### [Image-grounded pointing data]
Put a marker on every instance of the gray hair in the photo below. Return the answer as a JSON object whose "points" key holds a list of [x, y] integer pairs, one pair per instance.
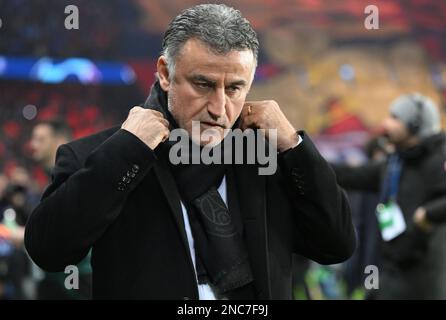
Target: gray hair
{"points": [[220, 27]]}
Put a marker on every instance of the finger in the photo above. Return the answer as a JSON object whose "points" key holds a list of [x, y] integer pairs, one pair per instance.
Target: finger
{"points": [[164, 122], [156, 113], [135, 109], [246, 110], [249, 121]]}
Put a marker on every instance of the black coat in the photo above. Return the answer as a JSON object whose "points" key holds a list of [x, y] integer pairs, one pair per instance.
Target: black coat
{"points": [[411, 267], [137, 233]]}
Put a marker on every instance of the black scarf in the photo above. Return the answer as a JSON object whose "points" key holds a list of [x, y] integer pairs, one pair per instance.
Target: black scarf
{"points": [[221, 257]]}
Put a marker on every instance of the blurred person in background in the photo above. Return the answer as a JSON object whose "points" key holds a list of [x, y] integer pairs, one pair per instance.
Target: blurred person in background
{"points": [[363, 205], [412, 202], [46, 138]]}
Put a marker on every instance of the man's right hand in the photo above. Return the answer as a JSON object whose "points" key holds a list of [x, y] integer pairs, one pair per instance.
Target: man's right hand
{"points": [[148, 125]]}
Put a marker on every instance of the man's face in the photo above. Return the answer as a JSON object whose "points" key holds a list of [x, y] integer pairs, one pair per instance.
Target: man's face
{"points": [[208, 87], [43, 142], [395, 130]]}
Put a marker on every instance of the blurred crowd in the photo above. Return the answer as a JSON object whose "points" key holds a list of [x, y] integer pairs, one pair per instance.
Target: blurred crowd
{"points": [[109, 32]]}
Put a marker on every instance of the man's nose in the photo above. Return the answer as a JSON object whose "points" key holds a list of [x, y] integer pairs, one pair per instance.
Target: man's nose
{"points": [[217, 103]]}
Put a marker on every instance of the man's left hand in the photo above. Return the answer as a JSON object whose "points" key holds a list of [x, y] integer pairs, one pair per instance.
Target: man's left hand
{"points": [[267, 115]]}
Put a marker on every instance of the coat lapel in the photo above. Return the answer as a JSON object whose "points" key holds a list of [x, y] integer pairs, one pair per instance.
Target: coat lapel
{"points": [[251, 190], [169, 188]]}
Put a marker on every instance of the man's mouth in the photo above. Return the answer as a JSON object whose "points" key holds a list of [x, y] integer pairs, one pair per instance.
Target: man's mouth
{"points": [[212, 124]]}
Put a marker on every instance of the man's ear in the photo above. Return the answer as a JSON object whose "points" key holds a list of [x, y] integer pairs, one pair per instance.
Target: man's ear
{"points": [[163, 73]]}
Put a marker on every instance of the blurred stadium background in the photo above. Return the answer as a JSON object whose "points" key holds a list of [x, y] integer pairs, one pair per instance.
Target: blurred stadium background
{"points": [[330, 75]]}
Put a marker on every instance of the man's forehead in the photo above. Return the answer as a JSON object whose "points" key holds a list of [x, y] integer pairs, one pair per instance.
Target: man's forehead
{"points": [[196, 54]]}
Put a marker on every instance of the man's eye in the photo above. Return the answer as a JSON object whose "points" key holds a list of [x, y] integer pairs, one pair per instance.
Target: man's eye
{"points": [[203, 85], [233, 89]]}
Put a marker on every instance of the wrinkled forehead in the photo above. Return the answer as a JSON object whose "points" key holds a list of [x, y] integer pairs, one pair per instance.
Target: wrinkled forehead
{"points": [[195, 56]]}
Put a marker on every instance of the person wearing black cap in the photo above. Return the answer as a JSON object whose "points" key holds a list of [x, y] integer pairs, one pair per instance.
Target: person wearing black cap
{"points": [[412, 188]]}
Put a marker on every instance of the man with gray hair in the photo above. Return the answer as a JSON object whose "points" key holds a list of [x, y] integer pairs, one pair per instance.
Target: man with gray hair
{"points": [[412, 205], [161, 230]]}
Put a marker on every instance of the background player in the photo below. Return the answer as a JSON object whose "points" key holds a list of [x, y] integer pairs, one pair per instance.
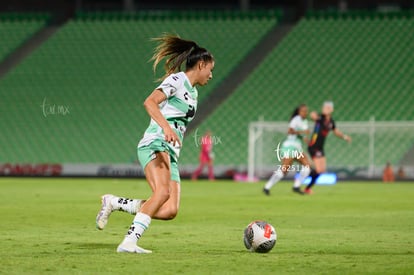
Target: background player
{"points": [[292, 150], [206, 157], [171, 106], [323, 124]]}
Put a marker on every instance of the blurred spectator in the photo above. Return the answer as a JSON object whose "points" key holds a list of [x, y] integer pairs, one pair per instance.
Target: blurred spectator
{"points": [[388, 173]]}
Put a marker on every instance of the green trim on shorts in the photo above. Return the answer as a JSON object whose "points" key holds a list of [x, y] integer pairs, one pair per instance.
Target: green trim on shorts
{"points": [[148, 153]]}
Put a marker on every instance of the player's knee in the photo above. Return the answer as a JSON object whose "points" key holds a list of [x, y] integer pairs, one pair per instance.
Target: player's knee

### [WHAT YOU SHOULD DO]
Each record, word for word, should be printed again without its pictures.

### [SOLVED PROBLEM]
Put a marker on every instance of the gray hair in the photo below. Return the answer as a JSON object whose "points" key holds a list of [x, y] integer pairs, one pair per instance.
Target: gray hair
{"points": [[220, 27]]}
Put a marker on every instance of the finger in the photo above. Return the answer as a JSON object whose "points" key holds a list of [x, y] integer pairs, one pair per instance.
Target: finger
{"points": [[164, 122], [156, 113], [135, 109], [246, 110], [249, 121]]}
Put a marker on every instance of the black coat in the photo above. Return the answer as a JSON object whose "points" key holds a list of [x, y] integer pairs, one pair per instance.
Target: black coat
{"points": [[411, 267], [137, 233]]}
Put a marker on every instance of the black scarf in the photo above. Return the answer as a JSON object whose "points" key holds a list of [x, y] integer pairs, one pair per instance.
Target: black scarf
{"points": [[221, 257]]}
Put a marker on every instance of the blurred person in background in the photo above. Return the answer as a JSON object whose "points" key holds a list of [x, y] integer pairs, one pair per instance.
Target: blurred person in background
{"points": [[363, 205], [412, 202], [46, 138]]}
Put a marker on every instance of the man's right hand in the photo above. Return the answer as a JSON object whose "points" key holds a list of [x, y] integer pairs, one pair per instance.
Target: man's right hand
{"points": [[148, 125]]}
Put a marker on every instance of the man's face in the photo above. Return the answer as a JSON object whose "points" key holds a list of [x, y] integer pairs, one pair per instance.
Target: man's face
{"points": [[208, 87], [43, 142], [395, 130]]}
Put a marker on every instance of the blurred crowd in the photo above. Return the answer as a JSON object whose "points" key holds a list of [x, y] integer pairs, one pair per instance.
Target: blurred crowd
{"points": [[109, 32]]}
Put a marker on every instance of the man's nose in the photo above. Return the answer as a JSON object whose "points" key holds a list of [x, y] integer pairs, one pair per instance.
Target: man's nose
{"points": [[217, 103]]}
Put a marker on every instance of the man's left hand in the photo above. Return the answer as a JSON object whose "points" key holds a list of [x, y] integer pairs, one pair per instance.
Target: man's left hand
{"points": [[267, 115]]}
Put a marker on every instance of the coat lapel in the photo above. Return the answer as a JSON object whose "points" key holds a list of [x, y] integer pairs, one pair per instance.
Target: coat lapel
{"points": [[251, 190], [169, 188]]}
Put a marker on every instance of the man's mouth in the photo above. Return the answer as a JSON object whose "points" key holds a list of [x, y] integer pairs, one pair per instance.
Target: man's mouth
{"points": [[212, 124]]}
Put a marker on every instance of the man's ear in the photo above. Return the answer as a JSON object whose "points" key holds a list of [x, y] integer pairs, one pair per instance.
Target: man's ear
{"points": [[163, 73]]}
Put a marker on every instance of the blurred stadium background in the photo above. Return the answer as a JSON object whose "points" key holds a list of [x, y] integer pairs, one pair per instance.
Target: blurred stadium background
{"points": [[330, 75]]}
Put a marker on every instance of the man's forehead in the photo above. Return the answer as a JSON object whose "points" key holds a list of [x, y] integer pairs, one pair per instance.
Target: man's forehead
{"points": [[196, 54]]}
Put a marker on every instance of the man's eye in the photo above. Return the answer as a JSON object whose "points" key holds a list of [x, y] integer pairs, one pair per instance.
Target: man's eye
{"points": [[203, 85], [233, 89]]}
Put a marker on every instance of the wrinkled forehead in the photo above. Return the answer as a JSON object whose "points" key holds a list of [x, y] integer pairs, one pair per instance.
Target: wrinkled forehead
{"points": [[195, 56]]}
Put a marker on every instance of the person wearing black cap in the photo above. Return the answer as a JSON object whose "points" key holds a list of [x, y] integer pairs, one pair per instance.
Target: person wearing black cap
{"points": [[412, 188]]}
Put a marker on every instance of the man with gray hair in the photo above. Return the answer as a JSON object whose "points" key holds a list of [x, y] integer pairs, one pair per instance.
Target: man with gray hair
{"points": [[412, 205], [161, 230]]}
Put a marker on every instance of the background player in the photo below. Return the answer as a JSON object whose "points" key holds a list of [x, y] integer pairs, one pair per instance.
Target: background player
{"points": [[292, 150], [206, 157], [171, 106], [323, 124]]}
Put a marker on every instance of the blurred spectator in the photo above. Return the answer as a JSON object whose "points" key holds a list of [x, y] integer pairs, one pair per instance.
Target: blurred spectator
{"points": [[388, 173]]}
Put a marker on every instance of the green trim on shorts in the photo above. Return the answer as a JSON object whose "points" key holds a list of [x, y] integer pairs, one pair per instance.
Target: green trim on shorts
{"points": [[148, 153]]}
Put a marker on every instance of the player's knee in the photo above. Return the answer as a JSON object whose "points" key holds a list of [x, y] integer pairs, one pair per instance.
Target: player's knee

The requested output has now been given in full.